**Work to do:**
Convert the lines beginning with the one containing "Where can you spot the windshield?" and ending with the one containing "[[684, 249], [306, 196]]", both included, into a JSON list of strings with one string per line and blank lines omitted. Include no other lines.

**Data entries:**
■ ■ ■ ■

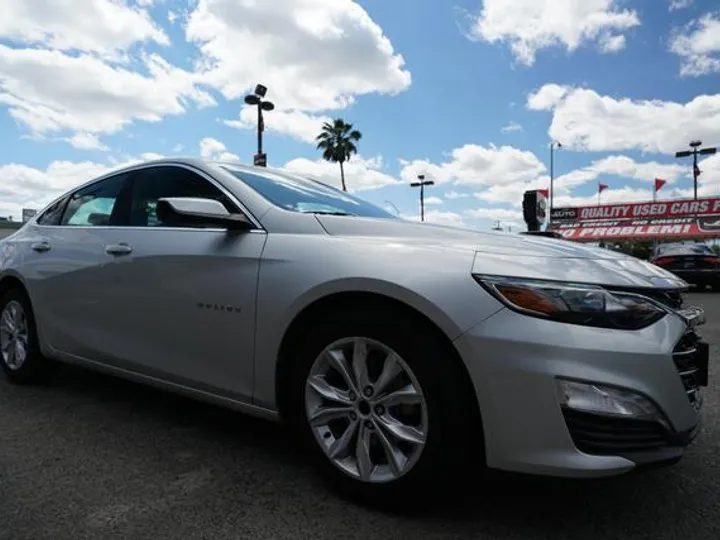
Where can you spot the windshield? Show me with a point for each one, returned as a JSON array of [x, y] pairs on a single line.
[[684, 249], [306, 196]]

■ ■ ■ ■

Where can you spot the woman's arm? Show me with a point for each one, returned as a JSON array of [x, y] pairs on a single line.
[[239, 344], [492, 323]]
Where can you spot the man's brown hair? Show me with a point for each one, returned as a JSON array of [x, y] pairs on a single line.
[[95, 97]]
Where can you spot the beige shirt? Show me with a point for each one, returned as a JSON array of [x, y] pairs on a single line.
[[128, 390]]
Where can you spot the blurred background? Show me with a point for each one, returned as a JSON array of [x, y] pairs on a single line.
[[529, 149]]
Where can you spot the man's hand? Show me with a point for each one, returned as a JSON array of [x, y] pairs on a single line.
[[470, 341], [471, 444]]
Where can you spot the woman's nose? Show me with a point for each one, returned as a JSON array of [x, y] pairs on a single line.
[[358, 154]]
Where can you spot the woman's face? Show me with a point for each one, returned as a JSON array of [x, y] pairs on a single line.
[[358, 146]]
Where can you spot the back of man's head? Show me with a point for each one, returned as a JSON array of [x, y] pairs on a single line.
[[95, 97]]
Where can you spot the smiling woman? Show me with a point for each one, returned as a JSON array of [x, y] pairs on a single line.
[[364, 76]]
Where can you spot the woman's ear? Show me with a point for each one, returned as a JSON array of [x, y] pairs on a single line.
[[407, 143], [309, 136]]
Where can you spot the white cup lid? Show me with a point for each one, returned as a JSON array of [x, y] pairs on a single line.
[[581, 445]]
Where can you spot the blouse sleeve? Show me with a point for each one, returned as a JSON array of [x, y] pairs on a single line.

■ ■ ■ ■

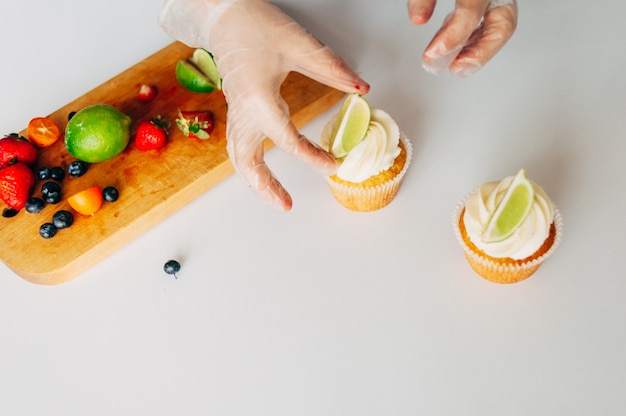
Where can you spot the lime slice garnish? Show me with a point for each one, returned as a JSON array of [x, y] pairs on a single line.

■ ■ ■ ■

**Solved problem:**
[
  "Where can you spot the windshield? Show me with a point for each one, returned as a JSON array of [x, y] pairs on a single line.",
  "[[684, 249], [306, 196]]"
]